* Exercise *
Your job is to copy all the entries precisely as they stand.

* Data listing *

********

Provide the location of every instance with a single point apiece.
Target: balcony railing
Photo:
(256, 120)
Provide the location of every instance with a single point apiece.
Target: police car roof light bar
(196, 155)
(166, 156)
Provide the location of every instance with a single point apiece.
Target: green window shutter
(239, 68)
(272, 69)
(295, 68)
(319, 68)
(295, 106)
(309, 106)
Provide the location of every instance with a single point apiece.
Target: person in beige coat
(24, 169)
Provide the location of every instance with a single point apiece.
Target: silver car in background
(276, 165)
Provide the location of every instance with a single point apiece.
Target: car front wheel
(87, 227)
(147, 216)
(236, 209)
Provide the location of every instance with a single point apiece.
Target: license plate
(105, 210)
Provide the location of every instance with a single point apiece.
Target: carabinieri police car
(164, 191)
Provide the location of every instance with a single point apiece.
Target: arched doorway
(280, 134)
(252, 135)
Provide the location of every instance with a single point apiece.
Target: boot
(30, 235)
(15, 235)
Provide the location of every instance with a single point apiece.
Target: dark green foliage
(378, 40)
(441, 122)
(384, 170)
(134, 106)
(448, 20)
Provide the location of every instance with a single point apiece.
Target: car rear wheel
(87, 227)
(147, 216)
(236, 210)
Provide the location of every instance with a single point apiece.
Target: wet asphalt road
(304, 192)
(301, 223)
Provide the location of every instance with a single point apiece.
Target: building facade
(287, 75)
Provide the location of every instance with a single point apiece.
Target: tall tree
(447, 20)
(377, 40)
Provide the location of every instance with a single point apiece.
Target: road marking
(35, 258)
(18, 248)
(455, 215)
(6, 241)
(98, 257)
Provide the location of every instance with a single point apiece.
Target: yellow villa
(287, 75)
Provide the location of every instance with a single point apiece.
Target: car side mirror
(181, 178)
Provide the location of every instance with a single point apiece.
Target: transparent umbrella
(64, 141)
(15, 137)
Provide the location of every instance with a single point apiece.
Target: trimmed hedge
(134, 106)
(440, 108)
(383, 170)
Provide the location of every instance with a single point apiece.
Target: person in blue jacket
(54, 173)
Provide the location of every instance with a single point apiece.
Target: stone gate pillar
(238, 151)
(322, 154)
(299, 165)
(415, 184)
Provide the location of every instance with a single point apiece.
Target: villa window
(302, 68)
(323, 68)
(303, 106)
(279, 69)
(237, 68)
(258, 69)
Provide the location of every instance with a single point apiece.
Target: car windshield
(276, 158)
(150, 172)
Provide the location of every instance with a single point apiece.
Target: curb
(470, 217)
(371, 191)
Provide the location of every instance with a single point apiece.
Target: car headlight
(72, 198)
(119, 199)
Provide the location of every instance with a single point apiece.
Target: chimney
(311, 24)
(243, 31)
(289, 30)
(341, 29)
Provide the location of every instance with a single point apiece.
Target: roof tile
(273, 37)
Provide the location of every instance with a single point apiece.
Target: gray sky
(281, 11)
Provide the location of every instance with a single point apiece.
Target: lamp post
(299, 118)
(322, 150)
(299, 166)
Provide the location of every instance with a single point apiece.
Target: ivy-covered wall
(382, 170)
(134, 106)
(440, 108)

********

* Answer box *
Provide the location of every instance with a single point apiece.
Target: balcony railing
Photo:
(256, 120)
Provide the location of every instance with a single point apiece.
Target: police car roof light bar
(196, 155)
(166, 156)
Provide the location of every instance with a single point apiece.
Target: green window shutter
(239, 68)
(272, 69)
(295, 68)
(319, 68)
(295, 106)
(309, 106)
Provide the location of every instance with a single point apiece.
Target: person in beige coat
(24, 169)
Provide the location of every instance with a single point apiece.
Target: silver car in background
(276, 165)
Provide the location of every instance with a single point apiece.
Target: car front wheel
(87, 227)
(147, 216)
(236, 209)
Provide the location of every instance with a single point apiece.
Target: license plate
(105, 210)
Provide the location of every instance with a single point apiece.
Target: carabinieri police car
(164, 191)
Provide the location of every instance with a single point apiece.
Target: arched doorway
(280, 134)
(252, 135)
Provide the location of every instance with a single point apiece.
Target: boot
(30, 235)
(15, 235)
Provide the location of every instance with a single point apiece.
Target: dark green foliage
(378, 40)
(441, 122)
(384, 170)
(134, 106)
(448, 20)
Provide the location of every instance with a single point apiece.
Target: car rear wheel
(87, 227)
(147, 216)
(236, 210)
Provide the location of every instance with a single point apiece.
Target: wet asphalt road
(304, 192)
(301, 223)
Provide the location of every instance with a single point apiece.
Target: building facade
(287, 75)
Provide the location of every instance with a single point apiece.
Target: tall tree
(447, 20)
(377, 40)
Provide the location of every instance with a single point apiece.
Target: road marking
(35, 258)
(18, 248)
(455, 215)
(6, 241)
(98, 257)
Provide the location of every instance with a single point apiece.
Target: yellow villa
(287, 75)
Provide the location of every instance with a single point apiece.
Target: car side mirror
(181, 178)
Provide the location of every instance with a single point apiece.
Target: transparent umbrella
(64, 141)
(15, 137)
Provide the location of every instance with a single point apiece.
Target: trimmed hedge
(134, 106)
(440, 108)
(383, 170)
Provide the location of every instance with a single point apiece.
Target: person in blue jacket
(54, 173)
Provide the location of every instance with a single point apiece.
Target: stone gate pillar
(238, 151)
(322, 154)
(299, 165)
(415, 184)
Provide the location of every instance with a single point apiece.
Target: villa window
(302, 68)
(323, 68)
(303, 106)
(279, 69)
(237, 68)
(258, 69)
Provide the location of every instance with a single point apiece.
Target: car windshield
(276, 158)
(150, 172)
Provide the location of every instance with a single point apiece.
Target: curb
(470, 217)
(371, 191)
Provide the location of every instance with a single point apiece.
Target: car headlight
(72, 198)
(119, 199)
Provide the location of every instance with a single point apiece.
Target: chimney
(311, 24)
(243, 31)
(289, 30)
(341, 29)
Provide the location of every instance with a single point apiece.
Target: roof tile
(273, 37)
Provide the location of every instance with a single point apiece.
Target: gray sky
(281, 11)
Provide the location of every instance with a single point apiece.
Target: lamp post
(299, 118)
(322, 150)
(299, 166)
Provide the location of every instance with a single point apiece.
Target: ivy-covered wall
(382, 170)
(134, 106)
(440, 108)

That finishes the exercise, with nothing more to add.